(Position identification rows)
===
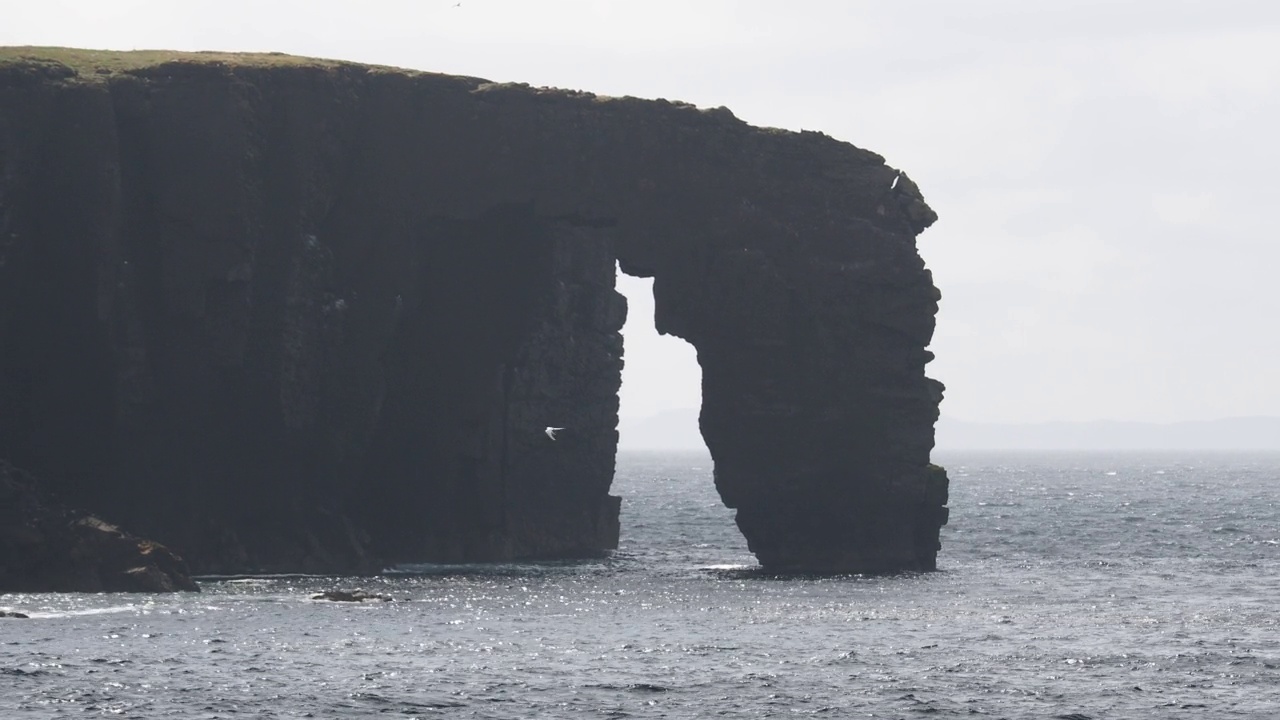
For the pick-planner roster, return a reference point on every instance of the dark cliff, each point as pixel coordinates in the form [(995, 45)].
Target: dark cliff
[(288, 314)]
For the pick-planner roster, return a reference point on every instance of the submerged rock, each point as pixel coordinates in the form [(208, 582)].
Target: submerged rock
[(352, 596), (46, 547), (302, 315)]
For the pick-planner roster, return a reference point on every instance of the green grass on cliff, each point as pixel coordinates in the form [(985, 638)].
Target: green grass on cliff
[(108, 62)]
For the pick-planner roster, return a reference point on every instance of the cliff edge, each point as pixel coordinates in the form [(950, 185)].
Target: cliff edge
[(302, 315)]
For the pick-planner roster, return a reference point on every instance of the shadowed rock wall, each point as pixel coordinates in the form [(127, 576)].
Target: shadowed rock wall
[(305, 315)]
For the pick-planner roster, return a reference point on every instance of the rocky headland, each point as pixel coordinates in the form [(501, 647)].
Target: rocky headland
[(302, 315)]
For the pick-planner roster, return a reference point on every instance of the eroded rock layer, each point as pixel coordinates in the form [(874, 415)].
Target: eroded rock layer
[(288, 314)]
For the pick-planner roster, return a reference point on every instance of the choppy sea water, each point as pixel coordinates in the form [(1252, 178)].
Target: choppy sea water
[(1072, 586)]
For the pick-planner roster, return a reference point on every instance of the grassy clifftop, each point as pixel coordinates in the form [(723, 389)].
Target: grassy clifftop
[(108, 62)]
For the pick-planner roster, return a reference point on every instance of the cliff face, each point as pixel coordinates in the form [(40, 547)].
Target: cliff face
[(300, 315)]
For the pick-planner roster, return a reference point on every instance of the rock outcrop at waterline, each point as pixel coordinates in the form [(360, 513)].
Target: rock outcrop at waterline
[(46, 547), (300, 315)]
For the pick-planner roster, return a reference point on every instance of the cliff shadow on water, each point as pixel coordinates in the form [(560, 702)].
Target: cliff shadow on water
[(301, 315)]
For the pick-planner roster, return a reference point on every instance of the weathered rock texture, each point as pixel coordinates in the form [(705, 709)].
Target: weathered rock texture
[(287, 314)]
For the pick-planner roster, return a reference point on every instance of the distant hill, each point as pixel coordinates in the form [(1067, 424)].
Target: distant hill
[(1232, 433), (670, 429)]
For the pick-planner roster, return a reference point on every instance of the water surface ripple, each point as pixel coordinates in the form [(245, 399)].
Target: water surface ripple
[(1072, 586)]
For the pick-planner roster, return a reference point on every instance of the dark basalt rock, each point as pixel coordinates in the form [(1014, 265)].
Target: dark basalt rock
[(45, 547), (297, 315)]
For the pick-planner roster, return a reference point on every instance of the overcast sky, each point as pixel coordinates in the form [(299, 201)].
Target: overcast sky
[(1105, 171)]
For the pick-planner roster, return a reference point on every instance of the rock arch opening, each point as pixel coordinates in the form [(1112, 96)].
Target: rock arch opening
[(661, 392), (330, 310)]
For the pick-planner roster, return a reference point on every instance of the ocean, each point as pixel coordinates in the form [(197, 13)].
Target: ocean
[(1072, 586)]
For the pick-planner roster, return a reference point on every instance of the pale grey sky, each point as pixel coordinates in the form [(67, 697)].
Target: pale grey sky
[(1104, 171)]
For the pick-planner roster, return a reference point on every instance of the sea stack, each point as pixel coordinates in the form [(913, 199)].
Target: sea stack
[(302, 315)]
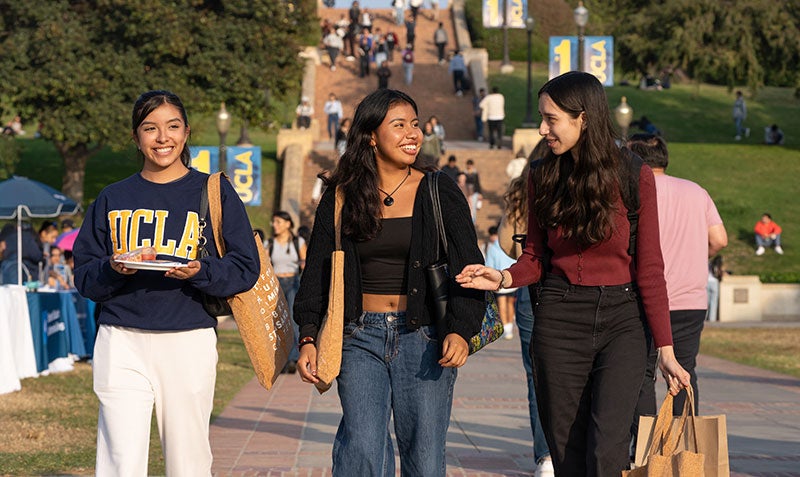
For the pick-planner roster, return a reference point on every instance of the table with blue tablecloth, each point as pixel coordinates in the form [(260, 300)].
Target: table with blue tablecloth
[(62, 324)]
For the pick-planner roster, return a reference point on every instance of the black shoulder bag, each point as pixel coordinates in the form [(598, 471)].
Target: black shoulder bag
[(438, 276)]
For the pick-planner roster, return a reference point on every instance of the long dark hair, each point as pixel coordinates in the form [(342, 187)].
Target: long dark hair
[(357, 171), (516, 197), (149, 102), (579, 194)]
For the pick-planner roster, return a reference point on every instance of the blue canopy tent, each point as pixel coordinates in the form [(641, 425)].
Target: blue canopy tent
[(20, 195)]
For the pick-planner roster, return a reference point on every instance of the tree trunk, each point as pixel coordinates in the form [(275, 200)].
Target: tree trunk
[(75, 158)]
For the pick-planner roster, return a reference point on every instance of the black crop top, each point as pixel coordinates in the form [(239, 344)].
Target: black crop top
[(384, 259)]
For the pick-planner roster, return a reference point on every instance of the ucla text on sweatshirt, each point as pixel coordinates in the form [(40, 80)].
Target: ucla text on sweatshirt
[(136, 213)]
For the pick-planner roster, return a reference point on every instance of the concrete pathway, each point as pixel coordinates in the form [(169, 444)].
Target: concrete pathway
[(289, 430)]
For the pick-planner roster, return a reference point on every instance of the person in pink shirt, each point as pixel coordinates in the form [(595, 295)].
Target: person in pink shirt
[(596, 298), (768, 234), (691, 232)]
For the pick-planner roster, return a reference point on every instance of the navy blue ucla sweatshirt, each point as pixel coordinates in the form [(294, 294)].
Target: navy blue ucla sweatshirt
[(136, 213)]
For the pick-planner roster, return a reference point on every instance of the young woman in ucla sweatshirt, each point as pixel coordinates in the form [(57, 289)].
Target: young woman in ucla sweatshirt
[(156, 344)]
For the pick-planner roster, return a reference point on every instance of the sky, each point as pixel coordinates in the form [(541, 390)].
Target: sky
[(380, 3)]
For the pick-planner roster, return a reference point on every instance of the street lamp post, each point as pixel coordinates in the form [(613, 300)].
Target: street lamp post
[(505, 67), (528, 122), (623, 113), (223, 125), (581, 19)]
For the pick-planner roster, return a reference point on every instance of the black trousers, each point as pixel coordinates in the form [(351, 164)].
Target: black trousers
[(687, 326), (589, 351), (458, 80)]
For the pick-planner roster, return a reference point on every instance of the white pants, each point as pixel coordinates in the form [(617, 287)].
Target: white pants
[(176, 371)]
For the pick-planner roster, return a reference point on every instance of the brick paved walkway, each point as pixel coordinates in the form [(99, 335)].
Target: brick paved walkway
[(289, 430)]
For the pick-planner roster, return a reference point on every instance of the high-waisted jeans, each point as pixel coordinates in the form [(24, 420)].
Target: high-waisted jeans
[(589, 351), (388, 370)]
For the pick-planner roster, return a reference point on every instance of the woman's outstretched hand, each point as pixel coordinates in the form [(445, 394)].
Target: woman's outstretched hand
[(307, 364), (480, 277), (454, 351)]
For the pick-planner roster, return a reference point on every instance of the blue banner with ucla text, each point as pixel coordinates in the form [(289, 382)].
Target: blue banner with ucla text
[(244, 169), (516, 12), (205, 159), (598, 56)]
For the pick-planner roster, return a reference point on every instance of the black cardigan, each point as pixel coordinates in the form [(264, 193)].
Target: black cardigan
[(465, 308)]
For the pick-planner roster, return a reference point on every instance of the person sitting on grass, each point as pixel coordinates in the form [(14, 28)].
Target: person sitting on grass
[(768, 234)]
===
[GIVEN EXERCISE] Recast every line of the rows above as a numbered list, skipping blank lines. Leave the pictures out of your answer.

[ANSWER TO THE PROBLEM]
1. For the pick-planner roster, return a reference point on every instance of the dark cliff, each point as pixel coordinates in the form [(995, 45)].
2. Target: dark cliff
3. [(288, 314)]
4. For the pick-planner roster, return a reference point on every instance of the submerged rock, each point as pixel coordinates in the form [(208, 582)].
5. Target: submerged rock
6. [(352, 596), (46, 547), (302, 315)]
7. For the pick-planner roster, return a reference point on every instance of the green grass on cliff, each point as pixel coordinates in the form [(985, 638)].
8. Target: green grass on cliff
9. [(108, 62)]
10. For the pick-planner roster, return a reference point on every instance of the cliff edge, each point as pixel coordinates in the form [(950, 185)].
11. Target: cliff edge
12. [(302, 315)]
13. For the pick-planner roster, return a reference point on every instance of the shadowed rock wall, each point as pixel coordinates in the form [(127, 576)].
14. Target: shadowed rock wall
15. [(305, 315)]
16. For the pick-planner roster, return a reference point on every instance of the rocky headland, each point as pixel coordinates in the form [(501, 647)].
17. Target: rocky headland
18. [(302, 315)]
19. For the pick-planner roster, return a reference point on every instance of the eroded rock layer, each point as pixel coordinates in the form [(874, 415)].
20. Target: eroded rock layer
21. [(288, 314)]
22. For the pick-planner roster, return a reference point on every instance of the choppy sea water, each point as pixel coordinates in the form [(1252, 178)].
23. Target: choppy sea water
24. [(1072, 586)]
25. For the pick-planner roster, return a reference point on every instance of the grassy clifftop, each point as pixel coordinates in the form [(723, 389)].
26. Target: grassy clifftop
27. [(108, 62)]
28. For the pick-planner roster, return a reference point on every instance of the cliff face, each point as pixel coordinates in the form [(40, 547)].
29. Target: cliff face
30. [(300, 315)]
31. For the pick-planner roster, return a reference point on every instance of the rock outcrop at waterline, each point as pixel coordinates in the form [(360, 513)].
32. Target: rock outcrop at waterline
33. [(46, 547), (300, 315)]
34. For the pick-planner roster, return a reference point on every instance of the cliff shadow on water, each point as pixel coordinates in the form [(560, 702)].
35. Target: cliff shadow on water
36. [(301, 315)]
37. For the pick-planner roster, return a reference point on every instance of the weathered rock texture, each point as pixel coordinates in the form [(705, 709)].
38. Target: weathered rock texture
39. [(287, 314)]
40. For the pick-planner roster, return a reference point on every instance of the distant hill, each point as pixel coordinates in the form [(1067, 424)].
41. Target: distant hill
42. [(1232, 433), (670, 429)]
43. For the pick-planner roster, return a reference point on every instance of the water surface ripple, each point as pixel coordinates in the form [(245, 399)].
44. Target: water surface ripple
45. [(1072, 586)]
46. For the pick-planner roster, return a reference point on every instance of the dark basalt rock, each point as pixel coordinates in the form [(1014, 265)].
47. Target: dark basalt rock
48. [(45, 547), (297, 315)]
49. For the pick-planner roster, return a reference point on every instance of the overcast sky, each point as pixel coordinates in the form [(299, 201)].
50. Target: overcast sky
51. [(1105, 171)]
52. For the pick-planner roster, return a reference point on every instance of the rock arch opening, each point as pixel coordinates in the form [(1112, 96)].
53. Target: rock arch opening
54. [(661, 392), (330, 310)]
55. For the pick-planner roster, return a reference point on every instance of the ocean, each point as pixel coordinates in the form [(197, 13)].
56. Target: ocean
57. [(1072, 586)]
58. For the pick-planner roster, return a reference point on every instance of the pale grey sky, each point as pixel coordinates in the form [(67, 697)].
59. Target: pale grey sky
60. [(1104, 171)]
61. For the pick-planner roster, return a reference point on every instance of the sea stack, each point as pixel coordinates in the form [(913, 199)].
62. Target: sea stack
63. [(302, 315)]
64. For the pick-planner roster, return a reference point on every instance of the table with blue tablecloth, each point as pixel coordinates in the form [(260, 300)].
65. Target: table with blue tablecloth
66. [(62, 324)]
67. For the pick-planner roster, return a reference point on every instance of the black shoulder bag, each point as pixel coordinates in the form [(598, 471)].
68. Target: black shoulder bag
69. [(438, 276)]
70. For the pick-planner roster, return a reference point on every instance of the long dark hair, each point as pixel coordinates in the form [(342, 187)].
71. Target: long dark hair
72. [(357, 171), (516, 197), (149, 102), (579, 194)]
73. For the pick-planner roster, return a reference point on every instance of the blue canopy tent, each point as pixel coordinates in the form [(641, 425)].
74. Target: blue canopy tent
75. [(20, 195)]
76. For the pick-planner roster, return a reference point on every instance of the tree trunk, each point as pixel coordinates in the form [(275, 200)].
77. Target: tree trunk
78. [(75, 158)]
79. For the pick-planner roster, return a reference point on every instance of the black crop top, each point as pixel coordinates in the form [(239, 344)].
80. Target: black crop top
81. [(384, 259)]
82. For the pick-planner roster, return a reference point on every instance of the ucla text on sweatshirt, each point as pixel coordinates in the form [(40, 80)].
83. Target: ucla text on sweatshirt
84. [(136, 213)]
85. For the pick-planner roster, return a reference point on every instance of the concrete pathway, each point as pixel coordinates in the form [(169, 444)].
86. Target: concrete pathway
87. [(289, 430)]
88. For the pick-planner roster, return a reference point on every instance of the person in pink shirt, each point as pixel coordinates in the form [(595, 295)].
89. Target: person in pink shirt
90. [(596, 298), (768, 234), (691, 232)]
91. For the pick-planner roster, return a reference point on every instance of the navy blue ucla sweatshirt, each point as pixel coordinates in the form [(294, 294)].
92. Target: navy blue ucla sweatshirt
93. [(136, 213)]
94. For the pick-planner roster, return a reference point on every instance of the young woman in ucla sweatshirt, each point as pixel coordinates in the form [(57, 289)].
95. Target: young woman in ucla sweatshirt
96. [(156, 344)]
97. For the pick-planner roster, return a reference point on every instance of the sky, each point as pixel coordinates in the form [(541, 390)].
98. Target: sky
99. [(380, 3)]
100. For the pick-planner roster, return a reference point on every instance of the street lamp post, each point as pixel coordinates in the form [(613, 300)].
101. Target: street lamp post
102. [(505, 67), (528, 122), (623, 113), (223, 125), (581, 19)]
103. For the pick-planner roster, return a reference point on every instance of the black trousers, each point as pixel coordinates in the form [(351, 164)].
104. Target: black trousers
105. [(687, 326), (589, 351), (458, 80)]
106. For the pick-planner roster, return a reference point on every instance of the white pants, each point as pixel coordinates in the form [(617, 287)].
107. Target: white pants
108. [(176, 371)]
109. For the pick-planner roster, return a reference point on every instance of the brick paved walkway, each point as pixel coordinates in the form [(99, 335)].
110. Target: brick paved walkway
111. [(289, 430)]
112. For the pick-planner roster, return a reference point on every instance of the high-waisted jeans, each point as pixel coordinates in the form [(24, 420)].
113. Target: high-waisted jeans
114. [(589, 351), (388, 370)]
115. For the pick-planner roster, return a reference point on every instance of the woman's outstretched hand, each point as pixel coordinates in the form [(445, 394)].
116. Target: woman's outstretched hand
117. [(307, 364), (480, 277), (454, 351)]
118. For the pick-planner roster, return a reference point on every instance of the blue banner with ucla text, each point as pixel coordinates in the form [(289, 382)].
119. Target: blue banner with ucla text
120. [(244, 169), (516, 12), (205, 159), (598, 56)]
121. For the pick-planner roster, return a reference point on every instance of the black cardigan, each point as pixel coordinates in the form [(264, 193)].
122. Target: black cardigan
123. [(465, 308)]
124. For the pick-planner roster, return a reference point on every instance of the person sitting on grass, each point as pixel coordinates in the form [(14, 28)].
125. Target: person sitting on grass
126. [(768, 234)]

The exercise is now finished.